— BEGIN Items —
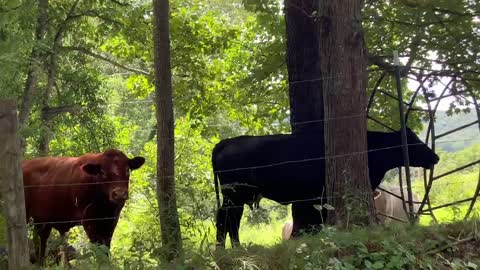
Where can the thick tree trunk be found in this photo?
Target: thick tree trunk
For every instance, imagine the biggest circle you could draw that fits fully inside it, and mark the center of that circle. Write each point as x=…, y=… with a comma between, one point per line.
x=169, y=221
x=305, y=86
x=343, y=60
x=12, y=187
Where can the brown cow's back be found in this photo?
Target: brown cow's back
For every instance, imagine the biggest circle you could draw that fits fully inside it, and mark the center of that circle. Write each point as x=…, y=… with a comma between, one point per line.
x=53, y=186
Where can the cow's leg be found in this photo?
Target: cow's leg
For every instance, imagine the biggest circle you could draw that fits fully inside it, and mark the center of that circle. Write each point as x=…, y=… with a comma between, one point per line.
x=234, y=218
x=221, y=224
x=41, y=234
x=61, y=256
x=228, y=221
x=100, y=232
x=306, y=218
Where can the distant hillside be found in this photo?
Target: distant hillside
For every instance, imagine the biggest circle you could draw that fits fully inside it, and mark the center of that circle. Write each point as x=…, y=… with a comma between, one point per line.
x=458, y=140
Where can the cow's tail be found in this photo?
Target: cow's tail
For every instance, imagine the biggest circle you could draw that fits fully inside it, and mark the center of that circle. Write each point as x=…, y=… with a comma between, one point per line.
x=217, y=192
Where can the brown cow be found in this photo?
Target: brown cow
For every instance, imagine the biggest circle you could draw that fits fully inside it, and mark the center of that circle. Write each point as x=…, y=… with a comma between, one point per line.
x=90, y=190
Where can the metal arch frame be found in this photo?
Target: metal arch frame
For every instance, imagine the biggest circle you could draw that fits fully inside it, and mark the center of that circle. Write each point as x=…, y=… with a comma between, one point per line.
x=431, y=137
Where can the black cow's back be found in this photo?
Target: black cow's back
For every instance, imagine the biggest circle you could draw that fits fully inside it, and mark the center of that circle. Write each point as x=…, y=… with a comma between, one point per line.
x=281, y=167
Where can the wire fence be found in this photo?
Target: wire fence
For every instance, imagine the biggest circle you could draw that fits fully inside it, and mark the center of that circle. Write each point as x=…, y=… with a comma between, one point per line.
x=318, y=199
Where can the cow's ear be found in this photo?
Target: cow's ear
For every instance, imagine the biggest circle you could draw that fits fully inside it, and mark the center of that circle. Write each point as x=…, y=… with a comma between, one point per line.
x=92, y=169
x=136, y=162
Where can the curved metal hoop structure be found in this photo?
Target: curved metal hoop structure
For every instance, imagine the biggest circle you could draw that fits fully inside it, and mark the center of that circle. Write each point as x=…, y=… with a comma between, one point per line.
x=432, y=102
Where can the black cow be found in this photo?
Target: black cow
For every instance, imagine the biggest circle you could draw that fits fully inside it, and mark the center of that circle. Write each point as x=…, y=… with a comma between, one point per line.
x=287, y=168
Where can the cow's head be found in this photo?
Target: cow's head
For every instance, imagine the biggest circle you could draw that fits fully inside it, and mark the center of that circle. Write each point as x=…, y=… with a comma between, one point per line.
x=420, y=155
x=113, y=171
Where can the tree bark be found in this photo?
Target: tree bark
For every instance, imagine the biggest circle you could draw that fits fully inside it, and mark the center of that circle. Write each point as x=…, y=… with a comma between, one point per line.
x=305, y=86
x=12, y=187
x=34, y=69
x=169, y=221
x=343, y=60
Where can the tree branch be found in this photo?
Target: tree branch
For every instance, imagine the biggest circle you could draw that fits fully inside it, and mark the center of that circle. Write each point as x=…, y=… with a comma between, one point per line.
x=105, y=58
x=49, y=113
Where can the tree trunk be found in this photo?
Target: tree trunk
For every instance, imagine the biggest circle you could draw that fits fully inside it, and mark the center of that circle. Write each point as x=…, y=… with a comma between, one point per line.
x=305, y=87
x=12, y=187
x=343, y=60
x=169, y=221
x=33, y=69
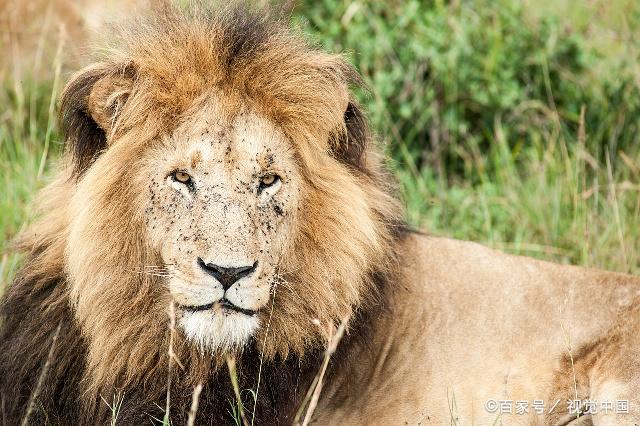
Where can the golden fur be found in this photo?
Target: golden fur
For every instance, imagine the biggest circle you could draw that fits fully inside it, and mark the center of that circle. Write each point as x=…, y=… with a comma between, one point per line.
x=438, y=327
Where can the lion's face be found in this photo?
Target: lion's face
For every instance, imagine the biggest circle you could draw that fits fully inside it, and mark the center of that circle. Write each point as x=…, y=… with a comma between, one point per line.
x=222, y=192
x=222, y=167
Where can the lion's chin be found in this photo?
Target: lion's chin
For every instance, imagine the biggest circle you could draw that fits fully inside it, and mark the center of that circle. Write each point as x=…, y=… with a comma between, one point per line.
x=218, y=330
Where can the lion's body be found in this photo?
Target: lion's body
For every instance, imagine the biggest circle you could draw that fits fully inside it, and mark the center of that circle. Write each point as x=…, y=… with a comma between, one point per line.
— END Items —
• Written instruction: Copy everything from the line containing "Where can the black cow's" down to the line containing "x=432, y=102", swapping "wire fence" for "wooden fence" and leaving all else unchanged.

• Response for this exercise:
Where can the black cow's back be found in this photo?
Target: black cow's back
For every instance, imagine the biggest circle you could draw that fits fully inside it, and mark the center of that circle. Write each point as x=…, y=… with a comma between, one point per line.
x=281, y=167
Where can the wooden fence be found in this photo?
Target: wooden fence
For every instance, imagine the biggest circle you could draw that fits fully inside it, and mark the center of that circle. Write each point as x=…, y=… with a comma between, one point per line.
x=318, y=199
Where can the cow's ear be found in this photo?
Target: cow's ear
For every instance, imagine the biggest circle you could draw that fits fully inside it, and mark the center of that circle. Write each point as x=…, y=… with a comma between, one point per line.
x=92, y=169
x=136, y=162
Where can the curved metal hoop structure be found in this photo?
Target: curved metal hoop structure
For every instance, imagine the biggest circle you could draw that fits fully inside it, and mark the center of that circle. Write each point as x=…, y=… with a comma between, one point per line.
x=432, y=102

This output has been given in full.